Stated exercise: Could you retype the agent-evaluation code below in full, keeping every character and line break unchanged?

Episode 100000/100000
Training finished.


## Evaluate The Agent

In [12]:
total_epochs = 0
total_penalties = 0
num_episodes = 100
frame_episodes = {}

In [13]:
for i_episode in range(1, num_episodes+1):
    
    state = env.reset()
    epochs = 0
    penalties = 0
    reward = 0
    
    frames = [] # for animation
    done = False
    
    while not done:
        action = np.argmax(Q_table[state])
        next_state, reward, done, info = env.step(action)
        
        if reward == -10:
            penalties += 1
            
        # put each rendered frame into dict for animation
        frames.append({
            'frame': env.render(mode='ansi'),
            'episode': i_episode,
            'state': next_state,
            'action': action,
            'reward': reward
        })
        
        state = next_state
        epochs += 1
        
    total_epochs += epochs
    total_penalties += penalties
    frame_episodes[i_episode] = frames
    
print(f'Results after {num_episodes} episodes:')

Stored records:

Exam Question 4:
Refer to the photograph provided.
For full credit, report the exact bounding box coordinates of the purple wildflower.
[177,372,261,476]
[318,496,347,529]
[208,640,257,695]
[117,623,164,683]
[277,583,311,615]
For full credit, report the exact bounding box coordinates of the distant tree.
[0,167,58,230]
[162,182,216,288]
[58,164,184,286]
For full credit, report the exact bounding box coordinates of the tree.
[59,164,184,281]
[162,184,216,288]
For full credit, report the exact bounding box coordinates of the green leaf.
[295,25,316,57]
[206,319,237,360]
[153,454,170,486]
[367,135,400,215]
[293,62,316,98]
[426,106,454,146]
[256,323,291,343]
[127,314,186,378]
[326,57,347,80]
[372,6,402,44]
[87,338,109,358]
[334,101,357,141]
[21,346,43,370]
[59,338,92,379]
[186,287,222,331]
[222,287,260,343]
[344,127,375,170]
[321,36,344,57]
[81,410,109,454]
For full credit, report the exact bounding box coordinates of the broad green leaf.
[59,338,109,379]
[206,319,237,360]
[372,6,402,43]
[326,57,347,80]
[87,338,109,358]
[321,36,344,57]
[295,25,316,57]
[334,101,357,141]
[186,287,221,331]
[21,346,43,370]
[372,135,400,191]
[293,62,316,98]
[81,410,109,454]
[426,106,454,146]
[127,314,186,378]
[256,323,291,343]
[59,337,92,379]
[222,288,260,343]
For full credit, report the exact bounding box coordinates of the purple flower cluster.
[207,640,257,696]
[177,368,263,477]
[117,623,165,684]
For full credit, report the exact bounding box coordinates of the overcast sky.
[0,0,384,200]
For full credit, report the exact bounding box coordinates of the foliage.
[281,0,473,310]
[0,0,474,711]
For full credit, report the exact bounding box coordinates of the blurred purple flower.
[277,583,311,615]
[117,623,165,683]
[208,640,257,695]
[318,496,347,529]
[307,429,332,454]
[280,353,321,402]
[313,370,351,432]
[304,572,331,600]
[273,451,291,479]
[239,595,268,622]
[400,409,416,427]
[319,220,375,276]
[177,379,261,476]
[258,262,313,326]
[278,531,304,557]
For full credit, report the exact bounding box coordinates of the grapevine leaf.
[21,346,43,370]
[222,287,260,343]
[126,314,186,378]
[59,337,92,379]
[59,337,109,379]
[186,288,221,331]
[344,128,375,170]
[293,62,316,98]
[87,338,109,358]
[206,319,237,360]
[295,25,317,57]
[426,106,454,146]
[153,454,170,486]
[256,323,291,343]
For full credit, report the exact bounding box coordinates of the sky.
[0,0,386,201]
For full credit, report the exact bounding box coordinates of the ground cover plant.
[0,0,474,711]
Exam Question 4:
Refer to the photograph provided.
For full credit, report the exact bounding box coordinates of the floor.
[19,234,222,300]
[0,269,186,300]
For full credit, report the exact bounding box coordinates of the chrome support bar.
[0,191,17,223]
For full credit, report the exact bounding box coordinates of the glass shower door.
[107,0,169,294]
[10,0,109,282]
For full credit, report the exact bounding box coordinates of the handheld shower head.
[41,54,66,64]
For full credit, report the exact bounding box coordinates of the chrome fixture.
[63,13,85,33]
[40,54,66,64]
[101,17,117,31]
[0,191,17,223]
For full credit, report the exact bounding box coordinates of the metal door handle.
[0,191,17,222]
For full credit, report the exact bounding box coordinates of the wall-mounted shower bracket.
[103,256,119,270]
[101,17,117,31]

Complete response:
Episode 100000/100000
Training finished.


## Evaluate The Agent

In [12]:
total_epochs = 0
total_penalties = 0
num_episodes = 100
frame_episodes = {}

In [13]:
for i_episode in range(1, num_episodes+1):
    
    state = env.reset()
    epochs = 0
    penalties = 0
    reward = 0
    
    frames = [] # for animation
    done = False
    
    while not done:
        action = np.argmax(Q_table[state])
        next_state, reward, done, info = env.step(action)
        
        if reward == -10:
            penalties += 1
            
        # put each rendered frame into dict for animation
        frames.append({
            'frame': env.render(mode='ansi'),
            'episode': i_episode,
            'state': next_state,
            'action': action,
            'reward': reward
        })
        
        state = next_state
        epochs += 1
        
    total_epochs += epochs
    total_penalties += penalties
    frame_episodes[i_episode] = frames
    
print(f'Results after {num_episodes} episodes:')